Od 7 czerwca Siły Powietrzne uruchamiają dodatkowe dyżury
W ramach zintegrowanego systemu obrony powietrznej NATO (NATINADS) w Polsce zazwyczaj dyżuruje jedna para samolotów MiG-29 lub F-16. W czerwcu będą to migi z 23. Bazy Lotnictwa Taktycznego w Mińsku Mazowieckim. Jak poinformował PAP Goławski, na czas Euro 2012 zostaną wystawione dodatkowe pary dyżurne F-16 - w bazach w Łasku lub Poznaniu-Krzesinach lub w powietrzu. Samoloty będą miały uzbrojenie - działka i rakiety - do zwalczania celów powietrznych. Cały system obrony powietrznej ma reagować szybciej niż zazwyczaj.

** Zestawienie danych **
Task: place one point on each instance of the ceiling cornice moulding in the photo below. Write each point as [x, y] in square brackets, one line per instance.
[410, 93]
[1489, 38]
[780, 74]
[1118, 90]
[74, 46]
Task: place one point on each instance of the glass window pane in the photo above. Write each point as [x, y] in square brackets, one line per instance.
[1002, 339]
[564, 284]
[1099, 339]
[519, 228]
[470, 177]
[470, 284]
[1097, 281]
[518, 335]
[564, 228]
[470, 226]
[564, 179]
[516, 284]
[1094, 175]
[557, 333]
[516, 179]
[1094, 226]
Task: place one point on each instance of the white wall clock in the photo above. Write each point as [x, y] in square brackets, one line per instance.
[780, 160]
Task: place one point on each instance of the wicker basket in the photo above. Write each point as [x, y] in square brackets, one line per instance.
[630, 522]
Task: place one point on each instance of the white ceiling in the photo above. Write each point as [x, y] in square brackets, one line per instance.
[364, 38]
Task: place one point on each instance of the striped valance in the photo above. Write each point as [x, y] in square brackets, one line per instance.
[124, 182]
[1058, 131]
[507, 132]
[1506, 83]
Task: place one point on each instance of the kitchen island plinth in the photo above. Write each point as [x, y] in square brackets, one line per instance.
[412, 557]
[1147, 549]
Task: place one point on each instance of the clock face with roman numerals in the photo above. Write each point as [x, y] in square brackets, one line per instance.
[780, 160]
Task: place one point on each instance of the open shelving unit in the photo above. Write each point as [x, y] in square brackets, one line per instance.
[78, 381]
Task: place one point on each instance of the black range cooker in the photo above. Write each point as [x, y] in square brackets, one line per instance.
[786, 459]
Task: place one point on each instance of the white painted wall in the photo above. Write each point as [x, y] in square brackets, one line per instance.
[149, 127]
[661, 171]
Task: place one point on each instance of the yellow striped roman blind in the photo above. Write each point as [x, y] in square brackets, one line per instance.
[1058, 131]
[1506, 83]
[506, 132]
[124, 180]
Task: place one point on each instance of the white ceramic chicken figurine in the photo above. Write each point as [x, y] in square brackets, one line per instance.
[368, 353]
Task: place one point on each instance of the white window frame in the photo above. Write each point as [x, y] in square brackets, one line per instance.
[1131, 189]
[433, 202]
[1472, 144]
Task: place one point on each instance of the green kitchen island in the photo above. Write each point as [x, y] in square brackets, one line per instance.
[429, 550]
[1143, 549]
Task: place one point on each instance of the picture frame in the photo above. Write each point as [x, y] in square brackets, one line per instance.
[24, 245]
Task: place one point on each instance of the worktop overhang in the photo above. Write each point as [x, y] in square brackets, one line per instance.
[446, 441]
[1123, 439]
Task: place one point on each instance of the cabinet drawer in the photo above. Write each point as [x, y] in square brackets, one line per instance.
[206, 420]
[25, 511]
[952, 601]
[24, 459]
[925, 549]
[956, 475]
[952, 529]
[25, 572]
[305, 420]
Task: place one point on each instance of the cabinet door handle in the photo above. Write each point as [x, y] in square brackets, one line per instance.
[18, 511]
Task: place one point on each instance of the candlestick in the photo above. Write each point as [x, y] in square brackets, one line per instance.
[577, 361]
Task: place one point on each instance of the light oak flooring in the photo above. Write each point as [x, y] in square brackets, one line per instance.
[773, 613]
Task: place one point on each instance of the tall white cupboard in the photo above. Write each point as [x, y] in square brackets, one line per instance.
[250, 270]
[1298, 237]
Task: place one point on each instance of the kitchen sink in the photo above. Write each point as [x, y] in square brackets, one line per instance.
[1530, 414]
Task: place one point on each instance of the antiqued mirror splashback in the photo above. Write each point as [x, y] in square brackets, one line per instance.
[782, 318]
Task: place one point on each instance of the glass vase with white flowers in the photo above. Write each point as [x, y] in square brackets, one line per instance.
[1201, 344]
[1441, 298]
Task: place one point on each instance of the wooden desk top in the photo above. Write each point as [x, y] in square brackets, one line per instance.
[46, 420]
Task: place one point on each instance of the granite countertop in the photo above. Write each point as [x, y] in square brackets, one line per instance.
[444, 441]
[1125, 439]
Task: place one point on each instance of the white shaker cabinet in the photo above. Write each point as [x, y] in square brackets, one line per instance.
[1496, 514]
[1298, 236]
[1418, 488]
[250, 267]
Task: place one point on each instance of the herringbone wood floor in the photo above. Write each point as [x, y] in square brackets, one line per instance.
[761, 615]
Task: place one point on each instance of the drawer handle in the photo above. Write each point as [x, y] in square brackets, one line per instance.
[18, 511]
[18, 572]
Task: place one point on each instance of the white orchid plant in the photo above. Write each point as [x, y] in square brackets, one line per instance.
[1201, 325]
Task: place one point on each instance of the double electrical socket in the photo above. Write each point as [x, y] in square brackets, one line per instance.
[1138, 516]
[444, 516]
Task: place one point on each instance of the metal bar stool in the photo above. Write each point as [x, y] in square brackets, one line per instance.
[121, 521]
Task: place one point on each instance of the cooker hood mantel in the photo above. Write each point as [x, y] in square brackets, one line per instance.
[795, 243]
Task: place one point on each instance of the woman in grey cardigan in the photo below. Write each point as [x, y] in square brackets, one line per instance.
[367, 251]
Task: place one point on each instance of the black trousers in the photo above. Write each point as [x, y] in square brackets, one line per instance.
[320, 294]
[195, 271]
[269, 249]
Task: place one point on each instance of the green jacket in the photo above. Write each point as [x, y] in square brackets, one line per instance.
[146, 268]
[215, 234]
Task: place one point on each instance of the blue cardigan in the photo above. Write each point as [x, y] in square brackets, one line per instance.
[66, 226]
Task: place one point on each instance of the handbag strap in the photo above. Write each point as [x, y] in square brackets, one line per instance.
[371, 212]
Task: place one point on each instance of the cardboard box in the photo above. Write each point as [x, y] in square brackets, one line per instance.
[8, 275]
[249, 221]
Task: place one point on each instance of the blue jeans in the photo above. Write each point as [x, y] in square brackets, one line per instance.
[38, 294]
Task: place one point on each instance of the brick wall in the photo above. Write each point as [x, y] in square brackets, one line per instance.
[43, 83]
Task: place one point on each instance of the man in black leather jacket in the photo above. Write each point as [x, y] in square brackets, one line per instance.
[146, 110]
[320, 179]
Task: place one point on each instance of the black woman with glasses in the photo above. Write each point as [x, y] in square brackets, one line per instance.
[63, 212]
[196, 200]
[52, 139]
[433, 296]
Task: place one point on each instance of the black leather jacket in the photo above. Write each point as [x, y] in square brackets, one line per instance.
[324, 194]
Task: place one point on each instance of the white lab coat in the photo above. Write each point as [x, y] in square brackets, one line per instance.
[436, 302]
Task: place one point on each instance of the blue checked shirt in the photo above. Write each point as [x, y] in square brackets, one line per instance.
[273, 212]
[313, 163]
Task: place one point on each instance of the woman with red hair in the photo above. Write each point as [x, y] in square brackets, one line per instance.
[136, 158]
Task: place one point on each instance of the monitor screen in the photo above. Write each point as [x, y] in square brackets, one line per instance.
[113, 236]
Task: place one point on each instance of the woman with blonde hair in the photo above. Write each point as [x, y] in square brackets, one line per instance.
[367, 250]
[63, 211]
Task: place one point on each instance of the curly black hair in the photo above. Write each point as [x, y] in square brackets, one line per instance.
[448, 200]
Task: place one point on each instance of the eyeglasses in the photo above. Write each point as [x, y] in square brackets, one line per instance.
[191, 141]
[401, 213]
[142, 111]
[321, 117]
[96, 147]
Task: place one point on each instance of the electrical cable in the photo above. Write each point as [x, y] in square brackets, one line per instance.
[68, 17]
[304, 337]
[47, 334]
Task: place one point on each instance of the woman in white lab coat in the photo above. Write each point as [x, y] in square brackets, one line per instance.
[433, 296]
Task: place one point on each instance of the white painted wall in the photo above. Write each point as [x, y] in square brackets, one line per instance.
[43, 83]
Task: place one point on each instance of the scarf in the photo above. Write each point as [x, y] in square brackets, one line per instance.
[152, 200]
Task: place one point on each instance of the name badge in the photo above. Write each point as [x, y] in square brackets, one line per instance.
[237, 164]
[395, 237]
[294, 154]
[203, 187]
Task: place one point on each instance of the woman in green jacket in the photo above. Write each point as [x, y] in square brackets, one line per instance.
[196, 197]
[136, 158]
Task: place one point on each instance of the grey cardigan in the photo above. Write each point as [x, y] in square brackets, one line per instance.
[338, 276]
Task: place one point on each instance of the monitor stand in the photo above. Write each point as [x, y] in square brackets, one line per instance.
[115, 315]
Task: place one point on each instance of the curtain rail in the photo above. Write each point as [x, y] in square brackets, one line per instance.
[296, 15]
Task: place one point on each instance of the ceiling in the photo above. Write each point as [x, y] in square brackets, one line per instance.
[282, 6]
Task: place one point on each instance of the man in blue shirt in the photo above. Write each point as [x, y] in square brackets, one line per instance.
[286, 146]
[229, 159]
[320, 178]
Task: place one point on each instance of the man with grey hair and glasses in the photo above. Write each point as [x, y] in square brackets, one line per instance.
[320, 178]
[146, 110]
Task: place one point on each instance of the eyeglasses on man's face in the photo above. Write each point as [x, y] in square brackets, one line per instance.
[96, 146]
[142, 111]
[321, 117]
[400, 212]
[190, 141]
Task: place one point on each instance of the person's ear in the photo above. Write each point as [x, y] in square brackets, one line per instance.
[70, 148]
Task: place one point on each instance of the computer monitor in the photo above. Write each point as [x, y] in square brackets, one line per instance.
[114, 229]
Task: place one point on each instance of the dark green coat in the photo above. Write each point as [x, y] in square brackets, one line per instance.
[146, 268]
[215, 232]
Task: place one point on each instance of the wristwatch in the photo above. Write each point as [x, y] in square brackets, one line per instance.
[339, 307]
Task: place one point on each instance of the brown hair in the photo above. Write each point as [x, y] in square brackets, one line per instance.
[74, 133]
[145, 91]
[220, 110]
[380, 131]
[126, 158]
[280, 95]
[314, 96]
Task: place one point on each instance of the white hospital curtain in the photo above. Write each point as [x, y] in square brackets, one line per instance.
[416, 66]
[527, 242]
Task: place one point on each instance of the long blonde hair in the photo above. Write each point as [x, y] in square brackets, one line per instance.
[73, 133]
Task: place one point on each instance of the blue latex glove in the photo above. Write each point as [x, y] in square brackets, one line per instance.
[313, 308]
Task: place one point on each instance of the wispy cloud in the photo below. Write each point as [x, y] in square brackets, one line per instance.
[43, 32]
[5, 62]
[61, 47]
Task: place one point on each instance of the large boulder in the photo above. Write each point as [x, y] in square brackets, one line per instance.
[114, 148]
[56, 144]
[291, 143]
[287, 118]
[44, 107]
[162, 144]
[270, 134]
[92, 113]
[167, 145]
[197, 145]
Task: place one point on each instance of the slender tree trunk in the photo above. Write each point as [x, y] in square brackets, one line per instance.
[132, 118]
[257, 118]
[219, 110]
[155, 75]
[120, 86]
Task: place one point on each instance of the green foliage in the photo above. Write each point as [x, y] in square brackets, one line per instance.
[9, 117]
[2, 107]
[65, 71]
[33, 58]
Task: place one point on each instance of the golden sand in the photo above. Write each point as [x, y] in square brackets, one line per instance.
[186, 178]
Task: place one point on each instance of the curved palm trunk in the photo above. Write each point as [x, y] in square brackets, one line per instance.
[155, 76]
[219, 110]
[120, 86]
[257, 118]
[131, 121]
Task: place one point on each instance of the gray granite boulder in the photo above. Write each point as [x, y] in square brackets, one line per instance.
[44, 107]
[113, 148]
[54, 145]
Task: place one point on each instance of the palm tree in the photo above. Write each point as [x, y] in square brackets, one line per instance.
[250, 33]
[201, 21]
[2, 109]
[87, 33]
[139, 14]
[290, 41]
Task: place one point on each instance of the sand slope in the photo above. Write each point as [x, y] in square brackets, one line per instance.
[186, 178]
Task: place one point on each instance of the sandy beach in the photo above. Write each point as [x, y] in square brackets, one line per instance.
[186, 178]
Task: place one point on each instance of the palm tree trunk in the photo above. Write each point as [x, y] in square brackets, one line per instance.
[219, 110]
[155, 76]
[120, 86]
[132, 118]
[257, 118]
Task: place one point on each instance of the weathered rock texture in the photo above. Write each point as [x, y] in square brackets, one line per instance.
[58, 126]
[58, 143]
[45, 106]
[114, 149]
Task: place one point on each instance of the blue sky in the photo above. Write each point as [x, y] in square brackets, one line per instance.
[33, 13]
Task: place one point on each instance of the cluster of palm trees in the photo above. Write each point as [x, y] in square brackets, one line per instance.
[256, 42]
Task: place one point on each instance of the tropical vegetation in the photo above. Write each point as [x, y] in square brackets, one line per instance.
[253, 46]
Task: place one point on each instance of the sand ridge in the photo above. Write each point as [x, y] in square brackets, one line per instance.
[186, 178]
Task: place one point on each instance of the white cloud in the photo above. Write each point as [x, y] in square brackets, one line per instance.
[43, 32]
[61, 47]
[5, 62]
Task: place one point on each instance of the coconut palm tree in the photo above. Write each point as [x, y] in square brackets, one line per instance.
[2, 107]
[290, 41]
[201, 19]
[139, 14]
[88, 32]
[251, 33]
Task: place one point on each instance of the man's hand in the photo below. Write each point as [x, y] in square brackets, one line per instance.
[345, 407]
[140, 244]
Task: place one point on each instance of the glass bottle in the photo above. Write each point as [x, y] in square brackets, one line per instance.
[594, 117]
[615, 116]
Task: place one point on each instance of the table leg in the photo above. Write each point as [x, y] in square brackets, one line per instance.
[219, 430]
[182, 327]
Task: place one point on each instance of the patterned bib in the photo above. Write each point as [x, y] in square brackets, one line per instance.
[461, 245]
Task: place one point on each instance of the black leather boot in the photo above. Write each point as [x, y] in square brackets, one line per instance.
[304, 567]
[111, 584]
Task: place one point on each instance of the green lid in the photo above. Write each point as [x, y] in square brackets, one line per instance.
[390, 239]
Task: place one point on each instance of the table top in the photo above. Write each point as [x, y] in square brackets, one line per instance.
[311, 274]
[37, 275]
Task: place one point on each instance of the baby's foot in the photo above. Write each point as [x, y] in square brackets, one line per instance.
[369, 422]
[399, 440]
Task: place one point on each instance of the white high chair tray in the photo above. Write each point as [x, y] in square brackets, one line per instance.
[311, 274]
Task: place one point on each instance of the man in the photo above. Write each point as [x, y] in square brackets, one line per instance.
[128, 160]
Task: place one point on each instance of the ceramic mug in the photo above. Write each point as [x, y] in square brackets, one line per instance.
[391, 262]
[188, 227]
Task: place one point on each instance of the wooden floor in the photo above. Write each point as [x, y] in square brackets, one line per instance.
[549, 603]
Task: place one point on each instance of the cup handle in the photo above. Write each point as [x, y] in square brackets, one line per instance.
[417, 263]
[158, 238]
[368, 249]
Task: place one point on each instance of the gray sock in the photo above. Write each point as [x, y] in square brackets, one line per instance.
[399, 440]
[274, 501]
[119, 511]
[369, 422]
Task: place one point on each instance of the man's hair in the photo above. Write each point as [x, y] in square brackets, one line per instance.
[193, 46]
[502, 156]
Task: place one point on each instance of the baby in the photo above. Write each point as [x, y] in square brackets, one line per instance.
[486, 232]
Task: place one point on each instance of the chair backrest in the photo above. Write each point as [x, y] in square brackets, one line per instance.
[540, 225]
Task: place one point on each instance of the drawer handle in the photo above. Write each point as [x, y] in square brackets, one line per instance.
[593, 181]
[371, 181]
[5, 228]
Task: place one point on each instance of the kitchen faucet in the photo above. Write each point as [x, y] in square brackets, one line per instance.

** Polecenia **
1/ Odpowiedz na pytania do tekstu o dodatkowych dyżurach Sił Powietrznych:
(a) Od którego dnia Siły Powietrzne uruchamiają dodatkowe dyżury?
(b) Z jakiej bazy będą migi dyżurujące w czerwcu?
(c) Jakie uzbrojenie będą miały samoloty?
2/ Przepisz słowo w słowo fragment tekstu o dodatkowych dyżurach Sił Powietrznych od „Od 7 czerwca” do „szybciej niż zazwyczaj.”.
3/ Kontynuuj tekst o dodatkowych dyżurach Sił Powietrznych w czasie Euro 2012, zaczynając po jego ostatnim zdaniu.

** Odpowiedzi **
1/
(a) Od 7 czerwca.
(b) Z 23. Bazy Lotnictwa Taktycznego w Mińsku Mazowieckim.
(c) Działka i rakiety do zwalczania celów powietrznych.

2/
Od 7 czerwca Siły Powietrzne uruchamiają dodatkowe dyżury
W ramach zintegrowanego systemu obrony powietrznej NATO (NATINADS) w Polsce zazwyczaj dyżuruje jedna para samolotów MiG-29 lub F-16. W czerwcu będą to migi z 23. Bazy Lotnictwa Taktycznego w Mińsku Mazowieckim. Jak poinformował PAP Goławski, na czas Euro 2012 zostaną wystawione dodatkowe pary dyżurne F-16 - w bazach w Łasku lub Poznaniu-Krzesinach lub w powietrzu. Samoloty będą miały uzbrojenie - działka i rakiety - do zwalczania celów powietrznych. Cały system obrony powietrznej ma reagować szybciej niż zazwyczaj.

3/
"Wojskowe statki powietrzne w razie potrzeby zajmą się przechwytywaniem, rozpoznawaniem, naprowadzaniem na właściwy kurs lub kierunek lotu, zmuszaniem do lądowania, ostrzeganiem strzałami ostrzegawczymi i w ostateczności niszczeniem statków powietrznych, zgodnie z zapisami ustawy o ochronie granicy państwowej" - powiedział PAP dowódca Sił Powietrznych gen. broni Lech Majewski.
Zapewnienie bezpieczeństwa przestrzeni powietrznej to najważniejsze zadanie wojska na czas Euro 2012. W całości odpowiada za nie MON; w pozostałych dziedzinach żołnierze będą jedynie wspierać służby podległe MSW. Na początku maja resort obrony poinformował, że do obrony powietrznej wydzielono ponad 1,1 tys. żołnierzy, ok. 12 statków powietrznych i ponad 190 sztuk innego sprzętu specjalistycznego. To ok. jednej trzeciej wszystkich żołnierzy skierowanych do zabezpieczenia Euro 2012.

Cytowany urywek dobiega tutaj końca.